Source passage:
● ● ● ● ●
She also said that she would like every patient of hers to have the FSL flash glucose meter.
I am sure that would be a good thing too, but unless you can persuade everyone to pay more in taxes, to do so would mean taking that money away from caring from other health conditions. And for the amount of testing the overwhelming majority of type 2 diabetics would require for good control they are more expensive than prescribing glucometer strips. And most of them do not even get that.
Whilst I can only guess at the numbers, I would assume the majority do not even pay for their own testing, it is easy to get a different perspective on forums but they are only used by a tiny percentage of diabetics. There would need to be something exceptional about someone's situation for them to need continuous monitoring to retain good control.
There are approximately 3.4 million people in the U.K. diagmosed with type 2 diabetes, if everyone was prescribed a Freestyle Libre that would cost the N.H.S. £3.1 billion in sensors. That being the cost of one per person every two weeks at £35. Even if you generously halve the cost due to the level of bulk buying, that is still a lot of money that needs to be found to cover it. And that is not including the around 350,000 type 1 diabetics, of which the majority are also unable to get a C.G.M. prescription because of the cost.
I am not criticizing the technology, it is undoubtably a good thing for those who need to manage their own insulin. The problem for me is your insistence on its necessity, particularly for type 2 diabetics where there is not the immediate danger of ensuring you do not let your levels go too low.
And this seems in part spurred on by webinars which, from the way you come across, seem to make you think it is impossible to get good control any other way. It is a bit worrying that you think health care worked would push bad advice to stay in work, but that a commercial company pushing their products are beyond question. A healthy scepticism of both is reasonable, but such a contrast between the two reactions is quite worrying. It is quite possible, indeed likely, that the recommendation regarding tonsils changed, as is normal in science and medicine, though greater understanding. And that while a Freestyle Libre is a helpful device, it is not a necessity for the majority of type 2 diabetics.
Incidentally, the change in the scale of HbA1c went from using percentages to mmol/mol. The old system was based on a major U.S. trial called the Diabetics Control and Complications Trial, so the percentages are referred to as being DCCT aligned.
However because different countries used different scales, in order to produce an international standard the International Federation of of Clinical Chemistry adopted using a measurement of the number of millimoles of glucose that had bonded with a mole of haemoglobin. So a few years ago the U.K. switched to using that system, although blood test results (at least mine) report both. Personally I was diagnosed towards the end of using DCCT so I tend to prefer percentages.
● ● ● ● ●
Task requirements: Reproduce word for word the stretch of the post on glucose monitoring from "She also said" through "retain good control.". The entries that follow were taken from a separate source.

Dataset entries
● ● ● ● ●
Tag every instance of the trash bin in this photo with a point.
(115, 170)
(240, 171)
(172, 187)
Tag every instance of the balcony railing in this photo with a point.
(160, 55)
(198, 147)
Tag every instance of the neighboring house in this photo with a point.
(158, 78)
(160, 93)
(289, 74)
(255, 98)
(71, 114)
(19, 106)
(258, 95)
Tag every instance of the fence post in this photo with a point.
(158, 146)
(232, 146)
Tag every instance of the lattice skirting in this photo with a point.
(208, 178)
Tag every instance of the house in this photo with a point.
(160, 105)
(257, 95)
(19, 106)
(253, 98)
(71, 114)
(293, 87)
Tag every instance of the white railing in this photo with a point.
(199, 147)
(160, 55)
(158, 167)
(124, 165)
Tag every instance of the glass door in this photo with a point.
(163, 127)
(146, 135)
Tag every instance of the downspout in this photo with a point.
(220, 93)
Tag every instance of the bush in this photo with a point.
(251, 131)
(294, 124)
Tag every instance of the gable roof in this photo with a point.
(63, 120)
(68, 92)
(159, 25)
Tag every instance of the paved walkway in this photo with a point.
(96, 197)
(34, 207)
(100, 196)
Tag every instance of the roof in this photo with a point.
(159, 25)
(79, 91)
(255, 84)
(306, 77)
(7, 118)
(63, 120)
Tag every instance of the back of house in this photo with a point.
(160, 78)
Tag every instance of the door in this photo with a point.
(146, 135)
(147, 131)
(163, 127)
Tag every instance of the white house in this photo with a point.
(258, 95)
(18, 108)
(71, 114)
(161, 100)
● ● ● ● ●
Answer space:
She also said that she would like every patient of hers to have the FSL flash glucose meter.
I am sure that would be a good thing too, but unless you can persuade everyone to pay more in taxes, to do so would mean taking that money away from caring from other health conditions. And for the amount of testing the overwhelming majority of type 2 diabetics would require for good control they are more expensive than prescribing glucometer strips. And most of them do not even get that.
Whilst I can only guess at the numbers, I would assume the majority do not even pay for their own testing, it is easy to get a different perspective on forums but they are only used by a tiny percentage of diabetics. There would need to be something exceptional about someone's situation for them to need continuous monitoring to retain good control.